» Text extract
▼
Faculty Recruiting Support CICS

Higher-Order Representations for Visual Recognition

05 Dec
Thursday, 12/05/2019 2:00pm to 4:00pm
PhD Thesis Defense
Speaker: Tsung-Yu Lin

Orderless feature aggregation with nonlinear encodings such as Fisher Vector representation had been shown to be effective with hand-crafted local image features in various image recognition tasks. The encoding captures higher-order statistics on a set of feature activations; however, the feature descriptors are not learned to optimize the end tasks. In this thesis, we present simple and effective encoding models called Bilinear Convolutional Neural Networks (B-CNNs) to capture the correlations between the activations of feature descriptors derived from CNNs. The models belong to the class of orderless texture representations, but unlike prior work, they can be trained in an end-to-end manner. The models outperformed the previous state-of-the-art on fine-grained and texture recognition.

To understand these models, we visualize the convolutional filters and the classifiers for the fine-tuned networks. The visualization of the top-activating patches against the learned CNNs filters demonstrates that the models are able to capture highly localized attributes. At the classifier level, we visualize the invariance of these models by inverting the representations and output the preimages which reveal the properties captured by the models for a given category.

Finally, we study the techniques for rescaling the importance of individual features during aggregation to enhance the discriminative power of the representations. Spectral normalization scales the spectrum of the covariance matrix obtained after bilinear pooling and offers a significant improvement; however, the operation is not computationally efficient on modern GPUs. We present an iteration-based approximation of matrix square-root along with its gradients to speed up the computation and study its effect in fine-tuning with deep neural networks. Another approach using democratic aggregation achieves comparable improvement while the aggregation can be approximated in a low-dimensional embedding and thus the approach is friendly to aggregating higher-dimensional features. We demonstrate that the two approaches are closely related and we discuss the trade-off between the performance and the efficiency.

Advisor: Subhransu Maji
▲
» Your tasks
A. Rewrite the thesis defense announcement starting with "Orderless feature aggregation" and going on through "and texture recognition.", with "Bilinear Convolutional Neural Networks" replaced by "Bilinear CNNs".
B. According to the thesis defense announcement, what does spectral normalization scale?

» Given information
▼
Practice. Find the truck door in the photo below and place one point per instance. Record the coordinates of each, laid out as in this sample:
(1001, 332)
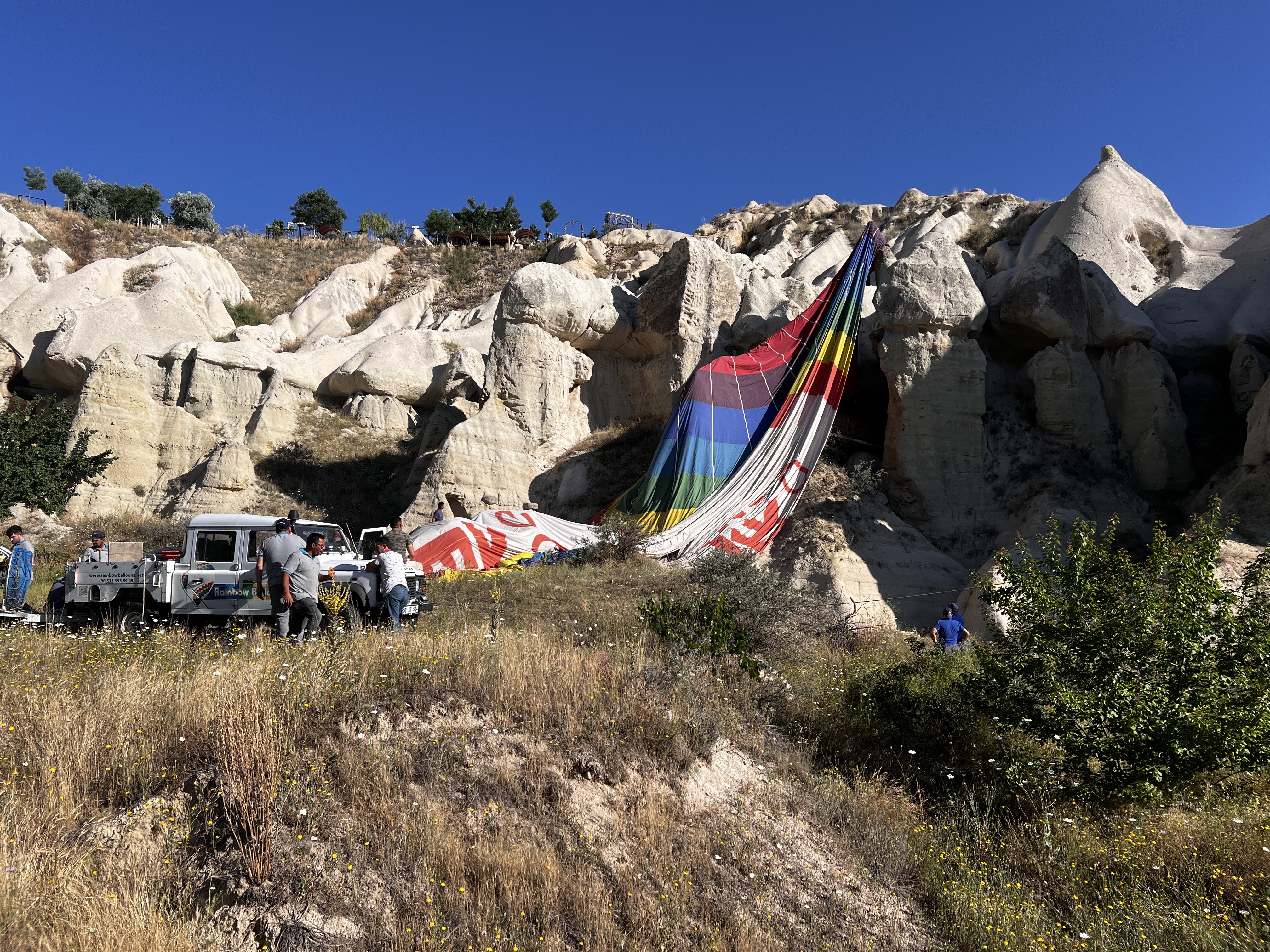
▲
» Results
A.
Orderless feature aggregation with nonlinear encodings such as Fisher Vector representation had been shown to be effective with hand-crafted local image features in various image recognition tasks. The encoding captures higher-order statistics on a set of feature activations; however, the feature descriptors are not learned to optimize the end tasks. In this thesis, we present simple and effective encoding models called Bilinear CNNs (B-CNNs) to capture the correlations between the activations of feature descriptors derived from CNNs. The models belong to the class of orderless texture representations, but unlike prior work, they can be trained in an end-to-end manner. The models outperformed the previous state-of-the-art on fine-grained and texture recognition.

B. It scales the spectrum of the covariance matrix obtained after bilinear pooling.